> _Assignment_
Copy the whole listing verbatim.

________________________________________

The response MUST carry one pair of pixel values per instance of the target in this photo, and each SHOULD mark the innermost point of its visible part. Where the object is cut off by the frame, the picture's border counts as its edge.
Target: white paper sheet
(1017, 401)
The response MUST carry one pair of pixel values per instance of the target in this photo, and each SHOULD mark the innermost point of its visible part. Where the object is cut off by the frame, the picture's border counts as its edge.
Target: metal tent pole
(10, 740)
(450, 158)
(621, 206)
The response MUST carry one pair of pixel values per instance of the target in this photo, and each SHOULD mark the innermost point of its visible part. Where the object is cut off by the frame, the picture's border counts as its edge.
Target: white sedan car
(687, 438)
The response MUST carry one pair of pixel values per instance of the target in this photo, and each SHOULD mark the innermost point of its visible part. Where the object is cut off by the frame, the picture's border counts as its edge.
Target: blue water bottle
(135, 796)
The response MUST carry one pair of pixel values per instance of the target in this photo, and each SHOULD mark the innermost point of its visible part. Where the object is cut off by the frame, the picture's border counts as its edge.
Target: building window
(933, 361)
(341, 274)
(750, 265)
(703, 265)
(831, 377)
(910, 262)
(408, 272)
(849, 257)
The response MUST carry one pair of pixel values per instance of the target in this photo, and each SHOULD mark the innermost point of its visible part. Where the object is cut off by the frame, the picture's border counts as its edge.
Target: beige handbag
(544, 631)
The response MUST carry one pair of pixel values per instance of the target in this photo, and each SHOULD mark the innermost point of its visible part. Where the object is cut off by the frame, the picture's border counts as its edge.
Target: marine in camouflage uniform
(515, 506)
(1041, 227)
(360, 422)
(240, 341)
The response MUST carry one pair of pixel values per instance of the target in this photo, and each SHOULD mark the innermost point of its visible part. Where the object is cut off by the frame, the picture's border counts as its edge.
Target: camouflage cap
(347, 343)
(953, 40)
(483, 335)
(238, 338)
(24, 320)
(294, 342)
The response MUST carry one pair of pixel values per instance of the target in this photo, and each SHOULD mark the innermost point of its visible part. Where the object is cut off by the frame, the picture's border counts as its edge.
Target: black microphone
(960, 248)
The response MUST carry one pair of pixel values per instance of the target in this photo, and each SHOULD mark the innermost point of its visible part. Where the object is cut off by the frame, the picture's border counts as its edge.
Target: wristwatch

________________________________________

> _Solved exercise_
The response MUST carry one pair of pixel values per instance of the target in this photo, and each SHOULD mark the innermost point of its visible part. Where the object is cut off by the frame, the picture's border counts as its edge.
Target: white paper sheet
(1017, 401)
The response MUST carry one pair of pixel values per instance of the target in this photo, and each SHOULD mark the innermost point of its visible part. Where the object is cut off by the frame, the picture's border counts as its edge.
Target: metal tent pole
(10, 740)
(450, 158)
(621, 206)
The response MUST carry one pair of pixel values per instance of the target in this photo, and each SHOULD mark the innermost point of its visible part. Where the object is cut off by the frame, the picture's border counts as its edge.
Target: white sedan car
(687, 438)
The response MUST carry one pair of pixel values per instance of the target in this photo, and each SHOULD mark the innermost point of its visible part. Where the object is cut off by the frame, the picture's border counts as its edge.
Target: blue water bottle
(135, 796)
The response MUST carry one pair of pixel values per instance of the target in this photo, and each SHOULD mark the innermost point of its visible part. Where the object is cut off by the frame, the picture's border counts as its edge.
Target: building window
(933, 361)
(341, 274)
(750, 265)
(703, 265)
(831, 377)
(910, 262)
(408, 272)
(849, 257)
The response MUST carry one pair of pixel values per instance of the target in this photo, and each SHOULD mark the innermost point of its visible part. Where the object is cut off by the frame, the picture's border counts as its edge.
Target: beige handbag
(544, 631)
The response MUST carry one pair of pixel values per instance of the target in this photo, and each SHOULD mark the innermost point of its visible part. Where the object is cut off by the frame, the picture's border counts as its edge.
Target: marine in camouflage uniform
(515, 506)
(1041, 227)
(360, 422)
(240, 341)
The response MUST carry one pair of pixel values per instance of the target in this photo, and each SHOULD mark the innermost point of its visible part. Where the object is cut off by the frame, the picture's border counts as its edge.
Target: camouflage cap
(347, 343)
(953, 40)
(483, 335)
(238, 338)
(24, 320)
(294, 342)
The response MUST carry one pair of pixel values per instance of the target in this photo, and each SHOULD mark the innermost point of its visible part. Where the object is cut off by the frame, the picture's border counts as its edge.
Target: black microphone
(960, 248)
The response MUST carry one pair of pixel values per instance of the target in this photo, and each SHOULD mark the innermost point of its visible part. Where the object is cut off by the frame, the picture's border counts as its edge.
Target: wristwatch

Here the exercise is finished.